- _DOCUMENT SECTION_
————————

Want Good Gut Health? Load Up on These 4 Foods!
Your gastrointestinal (GI) tract, also known as the gut, is part of your digestive system and is composed of the following: mouth, esophagus, stomach, small and large intestines, rectum and anus. This long passageway is where the food you eat is broken down so that your body can absorb the components that it needs.
Accessory digestive organs — salivary glands, pancreas, liver, and gallbladder — provide the digestive enzymes that are essential to this process.
In addition to digestion and absorption, your gut also plays a role in your immunity. Approximately 70% to 80% of your body’s immune cells are actually found in your gut!
When you provide your gut with much-needed vitamins and minerals, it is able to create an environment that can allow good bacteria to thrive and positively influence your immune health.
Your diet plays a crucial role in your overall health, and especially of your gut, so here are some foods you can check out to boost your wellness:
The amount of fiber you eat directly affects the amount and diversity of good bacteria in your GI tract. Eating food rich in either soluble or insoluble fiber, both of which can act as prebiotics, helps create an environment in your big intestines that allows the good bacteria to thrive.
In fact, results of a 2021 study showed that people who increased their fiber consumption by 25 grams a day for two weeks had increased amounts of good bacteria strains like Bifidobacterium and Lactobacillus in their gut.
Where to find: Fruits, dark leafy green vegetables, cruciferous vegetables, whole grains, and fiber supplements like psyllium husk
Often referred to as good bacteria, probiotics assist with maintaining a good balance of bacteria in your GI tract, crowding out the bad bacteria, helping reduce inflammation, and promoting good digestion.
Moreover, increased consumption of probiotics was said to help stimulate cells within the gut, enhance immune system function, lower serum cholesterol levels, promote antihypertensive effects, and address irritable bowel diseases.
Where to find: Fermented food like kimchi, kombucha, miso, sauerkraut, and yogurt
- Vitamin C
Although vitamin C is more known as an antioxidant that fights free radicals and helps with collagen formation, did you know that it can also be good for your gut?

————————

- _EXTRACTED ENTRIES_
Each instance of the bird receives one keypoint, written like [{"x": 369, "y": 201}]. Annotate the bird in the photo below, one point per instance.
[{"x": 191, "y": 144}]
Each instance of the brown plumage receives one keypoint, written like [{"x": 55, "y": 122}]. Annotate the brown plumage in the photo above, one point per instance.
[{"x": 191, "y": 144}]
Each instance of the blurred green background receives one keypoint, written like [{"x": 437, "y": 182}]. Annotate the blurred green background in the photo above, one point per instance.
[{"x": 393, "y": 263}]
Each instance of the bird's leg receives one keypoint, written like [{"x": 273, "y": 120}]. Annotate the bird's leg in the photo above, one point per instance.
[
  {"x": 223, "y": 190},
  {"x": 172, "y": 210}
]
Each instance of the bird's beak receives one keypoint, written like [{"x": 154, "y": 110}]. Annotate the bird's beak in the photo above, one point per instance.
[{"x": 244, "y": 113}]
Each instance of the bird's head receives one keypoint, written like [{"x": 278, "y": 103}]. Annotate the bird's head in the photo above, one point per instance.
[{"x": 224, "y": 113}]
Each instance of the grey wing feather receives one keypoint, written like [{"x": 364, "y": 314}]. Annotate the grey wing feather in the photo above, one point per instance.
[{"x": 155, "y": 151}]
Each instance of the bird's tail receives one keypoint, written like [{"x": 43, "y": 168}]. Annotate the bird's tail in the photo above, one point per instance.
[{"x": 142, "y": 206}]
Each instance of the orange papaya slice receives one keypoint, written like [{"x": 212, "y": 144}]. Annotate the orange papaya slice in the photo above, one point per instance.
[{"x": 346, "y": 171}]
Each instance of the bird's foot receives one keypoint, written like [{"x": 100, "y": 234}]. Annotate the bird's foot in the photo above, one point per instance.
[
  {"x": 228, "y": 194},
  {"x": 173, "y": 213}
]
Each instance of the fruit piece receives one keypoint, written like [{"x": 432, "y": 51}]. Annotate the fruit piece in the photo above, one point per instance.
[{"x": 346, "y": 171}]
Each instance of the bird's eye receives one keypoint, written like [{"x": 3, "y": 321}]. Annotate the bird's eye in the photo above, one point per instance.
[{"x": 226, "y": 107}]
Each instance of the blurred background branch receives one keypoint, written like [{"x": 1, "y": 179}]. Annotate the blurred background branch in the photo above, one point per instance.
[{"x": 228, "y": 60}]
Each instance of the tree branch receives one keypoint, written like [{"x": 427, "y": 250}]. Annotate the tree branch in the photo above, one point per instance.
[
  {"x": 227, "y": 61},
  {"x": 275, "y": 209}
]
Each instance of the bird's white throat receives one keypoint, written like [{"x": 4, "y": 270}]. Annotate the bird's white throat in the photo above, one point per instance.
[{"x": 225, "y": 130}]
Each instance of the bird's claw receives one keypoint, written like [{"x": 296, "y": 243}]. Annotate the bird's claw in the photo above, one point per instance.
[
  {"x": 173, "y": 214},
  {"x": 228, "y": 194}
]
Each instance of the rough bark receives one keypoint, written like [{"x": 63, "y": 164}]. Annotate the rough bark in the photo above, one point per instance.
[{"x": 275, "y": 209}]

————————

- _EXERCISE INSTRUCTIONS_
(1) Answer these questions from the gut health article:
(a) What share of the body's immune cells does it say are found in the gut?
(b) In the 2021 study it cites, by how much did people increase their fiber intake, and for how long?
(c) Which fermented foods does it list as sources of probiotics?
(2) Can you resume the gut health article after its last sentence and carry it forward?

- _ANSWERS IN ORDER_
(1)
(a) Approximately 70% to 80%.
(b) By 25 grams a day, for two weeks.
(c) Kimchi, kombucha, miso, sauerkraut, and yogurt.

(2)
Another 2021 study revealed that subjects who took high doses of vitamin C supplements had higher amounts of bacteria belonging to the Lachnospiraceae family. However, there were some reductions to certain bacteria strains, so it is best to exercise caution in that area.
With that being said, it may be better to eat more vitamin C-rich food and complement these with high-quality Vitamin C supplements
Where to find: Citrus fruits like oranges and lemons, bell peppers, tomatoes, and vegetables like cauliflower, broccoli, and cabbage
- Vitamin D
Another vitamin that is not typically associated with gut health but does offer potential would be vitamin D. According to results of a 2020 study, women who were given vitamin D supplements reported increased diversity of good gut bacteria strains.
Notably, authors noted that there was an abundance of good Bacteroidetes bacteria as well as reduced amounts of Firmicutes. Higher amounts of the latter compared to the former have been linked to health issues like obesity.
Vitamin D is best obtained by spending time under the sun, although you can also ask your doctor about vitamin D supplements & a vitamin D-rich diet.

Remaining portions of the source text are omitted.